Text:

++++

While we are confident that the assets in our current portfolio contain significant opportunity for growth for years to come, we also find ourselves uniquely positioned to advantageously grow and further diversify our opportunity base through potential acquisition activity in both Canadian and international markets.  In Canada, we are faced with an over-supplied asset market with few well-capitalized acquirers.  Volatile commodity pricing, rising capital costs and limited access to capital have forced many Canadian oil and gas companies to place quality assets on the market in hopes of repositioning their businesses.  With Vermilion's access to relatively low cost capital, a conservative balance sheet with significant borrowing capacity, and significant near-term free cash flow(1) growth on the horizon with Corrib slated to come on production in mid-2015, we are uniquely positioned to compete and transact should suitable opportunities arise.  We believe we are similarly positioned in global markets.  While international asset markets remain substantially less liquid than in Canada, we find ourselves well-positioned and facing limited competition for assets that may come available in our selective regions of interest.

Diversification across our product mix has been one of the keys to our success and the consistency of our performance since we first entered France in 1997.  During the first quarter, we remained advantaged by our balanced exposure to a diversified portfolio of commodities and pricing dynamics.  Over and above the positive price differentials we received for our Dated Brent-based crude and European gas production, we also benefited from the continued devaluation of the Canadian dollar against both the U.S. dollar and the Euro.  Our crude volumes in France and Australia continue to attract a meaningful consolidated premium to the Dated Brent crude index, which in turn has traded persistently above the West Texas Intermediate (WTI) index.  With the added benefit of the weak Canadian dollar, our French and Australian crude volumes realized a consolidated average Canadian price of $121.57/boe (US$110.52/boe) versus a WTI reference price of $108.55/boe (US$98.68/boe), a positive differential of $13.02/boe (US$11.83/boe).  Our Canadian crude volumes also benefited quarter-over-quarter from the weaker Canadian dollar, as well as from strong U.S. Midwest refining demand, pipeline takeaway capacity improvements, and growing crude-by-rail volumes, which helped to narrow the differential between Edmonton Sweet index prices and WTI.  Our average realized price for Canadian crude production increased from $86.87/boe in the fourth quarter of 2013 to $95.25/boe in the first quarter of 2014.  Our ongoing exposure to Canadian natural gas also enabled us to benefit, during the first quarter of 2014, from the meaningful increase in AECO index pricing to $5.21/GJ in the first quarter of 2014 as compared to $3.51/GJ in the prior quarter.  Moreover, our Canadian natural gas exposure grew during the first quarter of 2014, in part due to the success of our Mannville condensate-rich natural gas drilling program.  While Title Transfer Facility (TTF) index pricing softened modestly quarter-over-quarter, it remained strong relative to North American natural gas prices.  Our European gas production, which originates from the Netherlands and Germany and is priced against TTF, received an average realized price of $10.29/mcf ($9.75/GJ).

++++

Raw data:
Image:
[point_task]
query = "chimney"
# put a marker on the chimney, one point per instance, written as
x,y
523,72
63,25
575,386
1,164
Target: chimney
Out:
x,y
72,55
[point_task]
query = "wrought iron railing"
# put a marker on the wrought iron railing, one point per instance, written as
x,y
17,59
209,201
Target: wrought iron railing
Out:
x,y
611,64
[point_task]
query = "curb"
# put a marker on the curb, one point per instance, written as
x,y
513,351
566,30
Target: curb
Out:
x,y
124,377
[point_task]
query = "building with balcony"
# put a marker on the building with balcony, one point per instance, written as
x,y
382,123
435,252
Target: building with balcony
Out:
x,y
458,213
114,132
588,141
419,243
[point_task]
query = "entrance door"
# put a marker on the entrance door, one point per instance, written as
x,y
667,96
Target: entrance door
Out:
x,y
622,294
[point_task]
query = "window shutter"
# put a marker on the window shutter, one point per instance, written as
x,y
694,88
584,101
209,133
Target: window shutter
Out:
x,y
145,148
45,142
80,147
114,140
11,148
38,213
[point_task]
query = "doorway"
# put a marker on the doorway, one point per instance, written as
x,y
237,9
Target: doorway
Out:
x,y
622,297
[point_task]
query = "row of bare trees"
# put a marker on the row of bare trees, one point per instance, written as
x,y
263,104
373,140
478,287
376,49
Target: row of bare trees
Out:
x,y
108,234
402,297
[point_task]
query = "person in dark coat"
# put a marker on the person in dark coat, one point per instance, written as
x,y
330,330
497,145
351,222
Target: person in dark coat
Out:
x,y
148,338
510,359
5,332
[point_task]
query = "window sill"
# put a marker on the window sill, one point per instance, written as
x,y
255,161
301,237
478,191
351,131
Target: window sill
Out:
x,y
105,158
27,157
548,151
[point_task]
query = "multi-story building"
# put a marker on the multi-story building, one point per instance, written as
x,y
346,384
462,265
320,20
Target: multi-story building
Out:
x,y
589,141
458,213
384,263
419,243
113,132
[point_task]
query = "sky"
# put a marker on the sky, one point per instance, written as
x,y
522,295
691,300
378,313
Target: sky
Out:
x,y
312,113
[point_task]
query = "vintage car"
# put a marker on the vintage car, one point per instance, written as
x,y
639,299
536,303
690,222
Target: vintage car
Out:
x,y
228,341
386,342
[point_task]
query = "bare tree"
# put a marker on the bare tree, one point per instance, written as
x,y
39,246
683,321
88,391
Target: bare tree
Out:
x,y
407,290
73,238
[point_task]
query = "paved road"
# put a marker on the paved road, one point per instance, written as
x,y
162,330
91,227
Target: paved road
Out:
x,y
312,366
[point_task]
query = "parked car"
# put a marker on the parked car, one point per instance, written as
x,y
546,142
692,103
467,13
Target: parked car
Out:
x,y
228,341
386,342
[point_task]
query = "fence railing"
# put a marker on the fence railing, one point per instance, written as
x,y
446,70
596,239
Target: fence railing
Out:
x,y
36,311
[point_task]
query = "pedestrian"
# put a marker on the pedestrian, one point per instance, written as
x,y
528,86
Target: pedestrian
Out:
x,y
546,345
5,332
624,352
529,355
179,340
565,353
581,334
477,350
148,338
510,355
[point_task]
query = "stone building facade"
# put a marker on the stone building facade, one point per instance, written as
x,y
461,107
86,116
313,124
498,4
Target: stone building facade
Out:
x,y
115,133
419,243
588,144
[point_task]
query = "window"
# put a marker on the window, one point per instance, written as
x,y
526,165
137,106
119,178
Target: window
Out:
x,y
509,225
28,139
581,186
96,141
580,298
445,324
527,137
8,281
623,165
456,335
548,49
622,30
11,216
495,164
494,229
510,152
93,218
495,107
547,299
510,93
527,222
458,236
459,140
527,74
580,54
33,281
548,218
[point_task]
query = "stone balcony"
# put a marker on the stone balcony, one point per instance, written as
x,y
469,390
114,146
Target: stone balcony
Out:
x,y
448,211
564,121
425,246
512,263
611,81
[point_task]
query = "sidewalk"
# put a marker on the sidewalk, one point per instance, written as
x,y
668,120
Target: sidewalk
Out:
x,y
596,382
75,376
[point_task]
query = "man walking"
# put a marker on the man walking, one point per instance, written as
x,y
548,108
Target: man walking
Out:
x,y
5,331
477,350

++++

Resume the passage on Vermilion's portfolio and commodity pricing, picking up right after its final sentence.

The output:
While devaluation of the Canadian dollar results in a positive, outsized impact on fund flows from operations, thereby improving our overall payout ratio, it does increase the cost of our foreign denominated capital expenditures in Canadian dollar terms.  To-date in 2014, devaluation of the Canadian dollar has translated to an increase in actual and anticipated capital expenditures for full-year 2014, as measured in Canadian dollars, of approximately $30 million.  Combined with an additional $15 million of anticipated drilling-related capital spending, we are now forecasting full-year 2014 E&D capital expenditures of approximately $635 million (inclusive of anticipated E&D capital spending attributable to our acquisition of Elkhorn Resources Inc.).

The first quarter of 2014 marks another quarter of high activity and effective operational execution for our Company.  We achieved significant quarter-over-quarter production growth in the first quarter of 2014, largely attributable to an active and successful drilling and completions program in Canada.   Our Cardium production averaged more than 10,400 boe/d in the first quarter, and hit a new monthly record of approximately 11,300 boe/d in the month of March.  Cardium production levels grew 12% over fourth quarter 2013 levels due to an active capital program that included 14 (13.3 net) new Cardium wells brought on production, and better-than-forecasted production volumes from several of our two-mile extended reach horizontal Cardium wells.  Operating netbacks(1) related to our Cardium development averaged more than $70/boe in the first quarter.  During 2014, we anticipate drilling more than 30 net Cardium wells.  With respect to natural gas, we also continue to achieve better-than-forecasted results from our Mannville condensate-rich development program.  Production volumes from Mannville development wells drilled in 2013 and 2014 averaged more than 3,000 boe/d during the first quarter of 2014.  In 2014, we plan to drill eight (5.7 net) Mannville wells, and we expect drilling activity to increase in future years as we continue to develop the play and expand our inventory of economic prospects.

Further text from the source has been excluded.